### Problem A
Answer these questions from the match report:
(i) Who headed in the opening goal?
(ii) Who came on for Helguson at half-time?
(iii) What aim did Kim state when he signed?
### Problem B
Rewrite the part of the match report starting at "A surprising half-time" and ending at "Off you go.", putting "manager" in place of "master tactician".

The late season blossoming of the
Kim - Mutch partnership continued with the South Korean confirming with each
passing game that his skills, work ethic and goal threat are destined for a
bigger stage. When he signed for us his stated aim was to be known as the best
Asian player in the Premier League. In the last few weeks that ambition has
seemed less fanciful.
After 25 minutes of being
contorted in all directions by the midfield maestro, the veteran Halford in the
Forest defence finally snapped, hacking Kim to the ground and earning himself a
booking. The resulting Bellamy free kick was angled across a panicked back four
who allowed Helguson the freedom to pop up and head in the opening goal. 1-0.
A frantic goalmouth scramble at
our end in which both Marshall and Barnett put their bodies on the line to keep
Forest out, resulted in claim and counter claim of blatant jiggery-pokery in
the box, leading to extended 'afters' between the players.
The mood was getting nasty and
within a minute former Millwall favourite Darius Henderson, clearly miffed at
missing out on the chance to cuff a few Latics at Wembley, took Helguson out
with an elbow. Silly boy. Cheerio.
A surprising half-time
substitution saw Gestede replacing Helguson. Malky the master tactician clearly
felt that the Forest defence was vulnerable to the high ball. Within a minute
Rudy was unsettling the visitors. Unfortunately the unlucky Halford stooped to enquire
of his right boot and the answer hit him right between the eyes. Silly boy. Off you go.

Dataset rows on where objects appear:
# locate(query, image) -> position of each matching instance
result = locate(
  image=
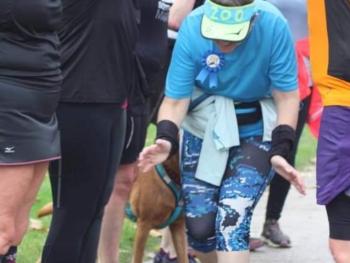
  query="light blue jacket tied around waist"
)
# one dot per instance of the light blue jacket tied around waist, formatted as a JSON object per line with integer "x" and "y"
{"x": 214, "y": 120}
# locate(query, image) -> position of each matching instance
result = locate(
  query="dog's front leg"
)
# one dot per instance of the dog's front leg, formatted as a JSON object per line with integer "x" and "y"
{"x": 142, "y": 232}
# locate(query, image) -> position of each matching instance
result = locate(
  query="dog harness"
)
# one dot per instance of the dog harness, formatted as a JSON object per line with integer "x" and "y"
{"x": 174, "y": 188}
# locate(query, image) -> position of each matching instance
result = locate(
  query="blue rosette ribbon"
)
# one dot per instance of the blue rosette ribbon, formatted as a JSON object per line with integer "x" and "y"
{"x": 212, "y": 63}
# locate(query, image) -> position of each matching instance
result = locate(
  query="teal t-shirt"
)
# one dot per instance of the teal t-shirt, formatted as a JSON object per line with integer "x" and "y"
{"x": 265, "y": 60}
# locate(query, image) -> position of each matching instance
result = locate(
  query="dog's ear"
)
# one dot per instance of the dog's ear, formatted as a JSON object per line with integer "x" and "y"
{"x": 172, "y": 167}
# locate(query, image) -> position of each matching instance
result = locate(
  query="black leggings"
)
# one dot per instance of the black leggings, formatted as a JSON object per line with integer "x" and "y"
{"x": 279, "y": 187}
{"x": 92, "y": 139}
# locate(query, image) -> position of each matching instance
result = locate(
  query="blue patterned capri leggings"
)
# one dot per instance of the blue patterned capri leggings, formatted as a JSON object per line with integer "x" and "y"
{"x": 218, "y": 218}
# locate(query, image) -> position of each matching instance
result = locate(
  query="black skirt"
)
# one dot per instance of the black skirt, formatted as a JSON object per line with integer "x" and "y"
{"x": 28, "y": 125}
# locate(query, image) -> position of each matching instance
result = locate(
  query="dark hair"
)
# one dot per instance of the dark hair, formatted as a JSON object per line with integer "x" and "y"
{"x": 233, "y": 2}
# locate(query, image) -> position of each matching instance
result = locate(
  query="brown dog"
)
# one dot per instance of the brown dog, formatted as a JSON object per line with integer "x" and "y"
{"x": 153, "y": 202}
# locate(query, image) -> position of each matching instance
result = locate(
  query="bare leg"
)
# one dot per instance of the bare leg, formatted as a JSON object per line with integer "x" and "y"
{"x": 113, "y": 218}
{"x": 18, "y": 188}
{"x": 340, "y": 250}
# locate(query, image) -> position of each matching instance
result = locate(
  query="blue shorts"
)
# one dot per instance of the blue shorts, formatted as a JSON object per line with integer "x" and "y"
{"x": 218, "y": 218}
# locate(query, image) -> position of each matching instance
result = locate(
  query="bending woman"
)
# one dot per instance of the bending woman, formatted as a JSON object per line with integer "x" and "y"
{"x": 30, "y": 81}
{"x": 232, "y": 86}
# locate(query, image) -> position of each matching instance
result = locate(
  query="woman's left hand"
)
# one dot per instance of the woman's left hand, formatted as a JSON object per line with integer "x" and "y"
{"x": 288, "y": 172}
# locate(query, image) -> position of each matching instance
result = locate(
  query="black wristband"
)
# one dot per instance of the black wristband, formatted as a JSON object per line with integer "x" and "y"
{"x": 167, "y": 130}
{"x": 282, "y": 141}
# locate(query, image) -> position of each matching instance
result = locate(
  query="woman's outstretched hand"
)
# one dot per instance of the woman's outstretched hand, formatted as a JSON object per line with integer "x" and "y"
{"x": 154, "y": 154}
{"x": 288, "y": 172}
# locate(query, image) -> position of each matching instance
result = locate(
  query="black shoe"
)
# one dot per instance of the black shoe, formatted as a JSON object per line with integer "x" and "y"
{"x": 273, "y": 235}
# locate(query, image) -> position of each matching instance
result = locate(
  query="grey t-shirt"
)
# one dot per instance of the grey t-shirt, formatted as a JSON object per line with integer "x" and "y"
{"x": 295, "y": 12}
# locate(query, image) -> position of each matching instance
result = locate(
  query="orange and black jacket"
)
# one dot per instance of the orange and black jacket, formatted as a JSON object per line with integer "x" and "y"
{"x": 329, "y": 28}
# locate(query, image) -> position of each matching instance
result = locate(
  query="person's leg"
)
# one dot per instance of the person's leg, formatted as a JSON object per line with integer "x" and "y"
{"x": 278, "y": 191}
{"x": 338, "y": 211}
{"x": 200, "y": 199}
{"x": 18, "y": 188}
{"x": 247, "y": 174}
{"x": 114, "y": 215}
{"x": 113, "y": 218}
{"x": 92, "y": 138}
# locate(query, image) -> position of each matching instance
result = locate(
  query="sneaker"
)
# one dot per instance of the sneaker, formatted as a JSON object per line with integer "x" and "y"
{"x": 255, "y": 243}
{"x": 273, "y": 235}
{"x": 163, "y": 257}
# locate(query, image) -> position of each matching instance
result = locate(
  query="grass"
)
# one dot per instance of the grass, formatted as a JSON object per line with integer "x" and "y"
{"x": 31, "y": 246}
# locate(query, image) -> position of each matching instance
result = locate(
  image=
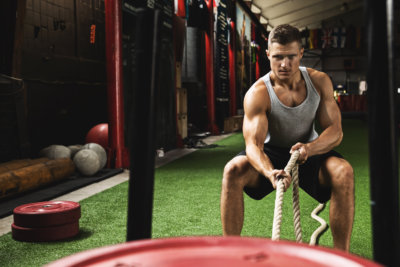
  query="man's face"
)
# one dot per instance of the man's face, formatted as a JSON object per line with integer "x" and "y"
{"x": 285, "y": 59}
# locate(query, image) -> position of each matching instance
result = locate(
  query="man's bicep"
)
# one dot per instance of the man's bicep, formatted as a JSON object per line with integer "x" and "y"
{"x": 328, "y": 112}
{"x": 255, "y": 129}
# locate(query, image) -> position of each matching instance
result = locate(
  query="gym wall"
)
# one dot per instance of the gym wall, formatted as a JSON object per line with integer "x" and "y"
{"x": 63, "y": 66}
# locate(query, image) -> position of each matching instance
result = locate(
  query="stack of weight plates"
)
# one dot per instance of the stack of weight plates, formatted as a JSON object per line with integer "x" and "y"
{"x": 46, "y": 221}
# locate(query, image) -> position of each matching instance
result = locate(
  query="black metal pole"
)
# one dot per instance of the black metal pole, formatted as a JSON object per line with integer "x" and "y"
{"x": 383, "y": 154}
{"x": 142, "y": 124}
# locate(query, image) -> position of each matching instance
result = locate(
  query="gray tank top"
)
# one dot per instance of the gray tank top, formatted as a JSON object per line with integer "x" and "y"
{"x": 289, "y": 125}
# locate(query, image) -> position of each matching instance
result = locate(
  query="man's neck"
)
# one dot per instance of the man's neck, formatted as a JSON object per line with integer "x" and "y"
{"x": 290, "y": 83}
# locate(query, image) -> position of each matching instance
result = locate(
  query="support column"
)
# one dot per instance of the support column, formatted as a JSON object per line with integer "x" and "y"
{"x": 232, "y": 70}
{"x": 209, "y": 44}
{"x": 383, "y": 140}
{"x": 118, "y": 156}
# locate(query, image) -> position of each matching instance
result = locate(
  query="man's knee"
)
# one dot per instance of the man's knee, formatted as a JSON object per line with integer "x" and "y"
{"x": 235, "y": 172}
{"x": 342, "y": 176}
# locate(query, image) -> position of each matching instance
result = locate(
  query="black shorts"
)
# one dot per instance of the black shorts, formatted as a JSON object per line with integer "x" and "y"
{"x": 308, "y": 174}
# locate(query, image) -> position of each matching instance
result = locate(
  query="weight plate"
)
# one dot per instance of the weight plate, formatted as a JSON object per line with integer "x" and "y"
{"x": 48, "y": 213}
{"x": 43, "y": 234}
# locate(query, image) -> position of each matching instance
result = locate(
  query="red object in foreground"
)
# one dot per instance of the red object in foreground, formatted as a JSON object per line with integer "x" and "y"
{"x": 212, "y": 252}
{"x": 99, "y": 135}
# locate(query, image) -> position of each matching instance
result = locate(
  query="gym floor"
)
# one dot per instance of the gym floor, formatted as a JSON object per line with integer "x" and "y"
{"x": 92, "y": 189}
{"x": 186, "y": 203}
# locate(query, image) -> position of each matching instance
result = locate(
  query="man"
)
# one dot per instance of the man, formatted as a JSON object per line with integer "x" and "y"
{"x": 280, "y": 109}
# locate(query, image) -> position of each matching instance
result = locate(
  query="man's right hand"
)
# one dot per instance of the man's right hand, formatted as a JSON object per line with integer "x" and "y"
{"x": 276, "y": 175}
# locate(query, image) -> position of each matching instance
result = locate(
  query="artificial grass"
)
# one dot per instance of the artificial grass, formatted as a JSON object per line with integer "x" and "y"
{"x": 186, "y": 203}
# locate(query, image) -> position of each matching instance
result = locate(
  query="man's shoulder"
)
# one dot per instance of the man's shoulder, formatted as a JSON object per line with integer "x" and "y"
{"x": 258, "y": 95}
{"x": 316, "y": 74}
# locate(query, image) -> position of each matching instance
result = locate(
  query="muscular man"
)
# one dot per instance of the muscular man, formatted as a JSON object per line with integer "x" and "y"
{"x": 280, "y": 109}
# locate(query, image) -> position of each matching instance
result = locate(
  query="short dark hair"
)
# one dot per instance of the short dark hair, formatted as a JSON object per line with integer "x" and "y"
{"x": 284, "y": 34}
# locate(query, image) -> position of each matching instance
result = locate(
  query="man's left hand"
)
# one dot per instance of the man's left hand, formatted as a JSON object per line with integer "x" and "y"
{"x": 303, "y": 149}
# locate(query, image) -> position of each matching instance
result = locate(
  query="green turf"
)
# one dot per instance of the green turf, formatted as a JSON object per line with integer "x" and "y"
{"x": 186, "y": 203}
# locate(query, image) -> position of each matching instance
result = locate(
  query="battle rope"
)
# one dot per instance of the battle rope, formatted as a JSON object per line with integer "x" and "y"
{"x": 293, "y": 168}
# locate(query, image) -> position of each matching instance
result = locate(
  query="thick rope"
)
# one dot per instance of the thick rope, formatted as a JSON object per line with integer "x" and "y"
{"x": 276, "y": 228}
{"x": 322, "y": 227}
{"x": 293, "y": 168}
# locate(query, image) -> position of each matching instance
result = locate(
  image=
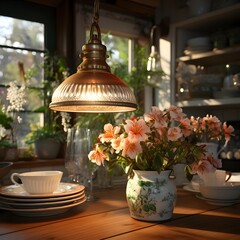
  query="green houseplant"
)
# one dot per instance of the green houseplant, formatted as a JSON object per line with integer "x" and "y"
{"x": 148, "y": 147}
{"x": 47, "y": 139}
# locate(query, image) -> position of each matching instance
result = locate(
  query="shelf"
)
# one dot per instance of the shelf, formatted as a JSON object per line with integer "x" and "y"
{"x": 210, "y": 20}
{"x": 208, "y": 102}
{"x": 229, "y": 55}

### Expected answer A
(i) Helguson
(ii) Gestede
(iii) To be known as the best Asian player in the Premier League

### Expected answer B
A surprising half-time
substitution saw Gestede replacing Helguson. Malky the manager clearly
felt that the Forest defence was vulnerable to the high ball. Within a minute
Rudy was unsettling the visitors. Unfortunately the unlucky Halford stooped to enquire
of his right boot and the answer hit him right between the eyes. Silly boy. Off you go.